• _WRITTEN REQUEST_:
Gather and copy each line below that contains the string "column". Case matters.

Entries from a point annotation set:
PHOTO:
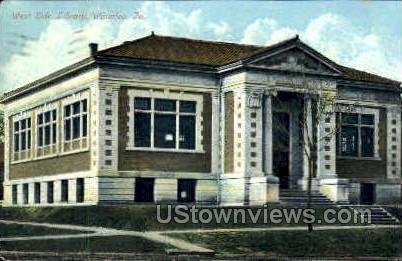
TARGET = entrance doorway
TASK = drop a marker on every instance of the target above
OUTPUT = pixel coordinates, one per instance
(144, 190)
(367, 193)
(280, 138)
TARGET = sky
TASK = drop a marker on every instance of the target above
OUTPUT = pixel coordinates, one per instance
(40, 37)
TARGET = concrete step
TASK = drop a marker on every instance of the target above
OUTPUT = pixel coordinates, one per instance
(300, 198)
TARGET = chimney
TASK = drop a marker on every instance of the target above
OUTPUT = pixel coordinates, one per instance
(93, 48)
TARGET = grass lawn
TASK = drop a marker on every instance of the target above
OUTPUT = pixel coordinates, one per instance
(132, 217)
(12, 230)
(112, 244)
(335, 243)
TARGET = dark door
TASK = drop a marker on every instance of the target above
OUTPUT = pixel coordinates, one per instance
(367, 193)
(280, 136)
(144, 190)
(186, 190)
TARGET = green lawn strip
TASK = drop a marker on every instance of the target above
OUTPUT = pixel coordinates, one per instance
(112, 244)
(135, 217)
(324, 243)
(13, 230)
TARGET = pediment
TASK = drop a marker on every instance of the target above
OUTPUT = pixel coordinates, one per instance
(295, 60)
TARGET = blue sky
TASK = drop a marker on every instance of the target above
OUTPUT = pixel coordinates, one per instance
(362, 34)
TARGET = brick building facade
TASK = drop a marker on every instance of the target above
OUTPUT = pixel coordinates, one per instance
(165, 119)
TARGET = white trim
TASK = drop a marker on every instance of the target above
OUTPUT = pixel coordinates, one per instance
(18, 118)
(69, 101)
(363, 110)
(178, 96)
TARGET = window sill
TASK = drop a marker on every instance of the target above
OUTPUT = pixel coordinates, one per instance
(164, 150)
(358, 158)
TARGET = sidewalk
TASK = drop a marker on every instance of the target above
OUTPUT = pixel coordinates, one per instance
(162, 236)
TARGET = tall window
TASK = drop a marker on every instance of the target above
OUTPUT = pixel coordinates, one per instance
(50, 187)
(37, 192)
(80, 190)
(64, 190)
(75, 120)
(47, 129)
(22, 135)
(25, 193)
(355, 135)
(15, 194)
(164, 123)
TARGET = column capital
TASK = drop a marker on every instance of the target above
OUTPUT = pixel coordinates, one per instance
(271, 92)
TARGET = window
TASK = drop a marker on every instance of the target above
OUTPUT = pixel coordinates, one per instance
(37, 193)
(164, 123)
(75, 120)
(15, 194)
(80, 190)
(64, 190)
(25, 193)
(22, 135)
(50, 191)
(355, 135)
(46, 128)
(186, 190)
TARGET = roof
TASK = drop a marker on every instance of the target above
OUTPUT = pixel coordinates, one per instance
(182, 50)
(192, 51)
(200, 52)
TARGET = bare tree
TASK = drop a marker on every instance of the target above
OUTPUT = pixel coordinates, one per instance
(318, 106)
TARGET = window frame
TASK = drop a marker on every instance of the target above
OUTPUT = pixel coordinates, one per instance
(82, 140)
(28, 145)
(178, 97)
(342, 109)
(43, 125)
(72, 116)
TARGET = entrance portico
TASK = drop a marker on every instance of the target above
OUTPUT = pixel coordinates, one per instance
(274, 137)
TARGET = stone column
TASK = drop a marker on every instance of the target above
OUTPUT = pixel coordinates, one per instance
(329, 184)
(108, 137)
(307, 138)
(326, 149)
(307, 134)
(268, 146)
(264, 189)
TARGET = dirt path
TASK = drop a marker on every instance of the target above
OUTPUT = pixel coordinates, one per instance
(181, 245)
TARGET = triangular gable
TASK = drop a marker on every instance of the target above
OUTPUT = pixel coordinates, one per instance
(297, 57)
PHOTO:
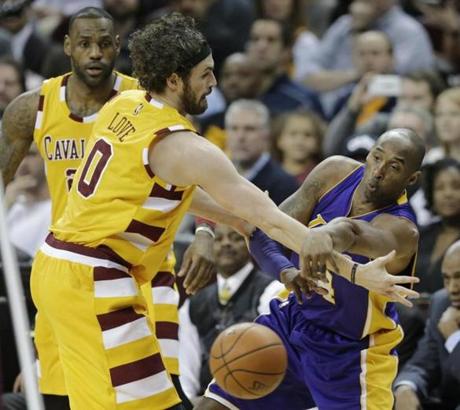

• _ANSWER FOR THE TASK_:
TARGET = column capital
TARGET = stone column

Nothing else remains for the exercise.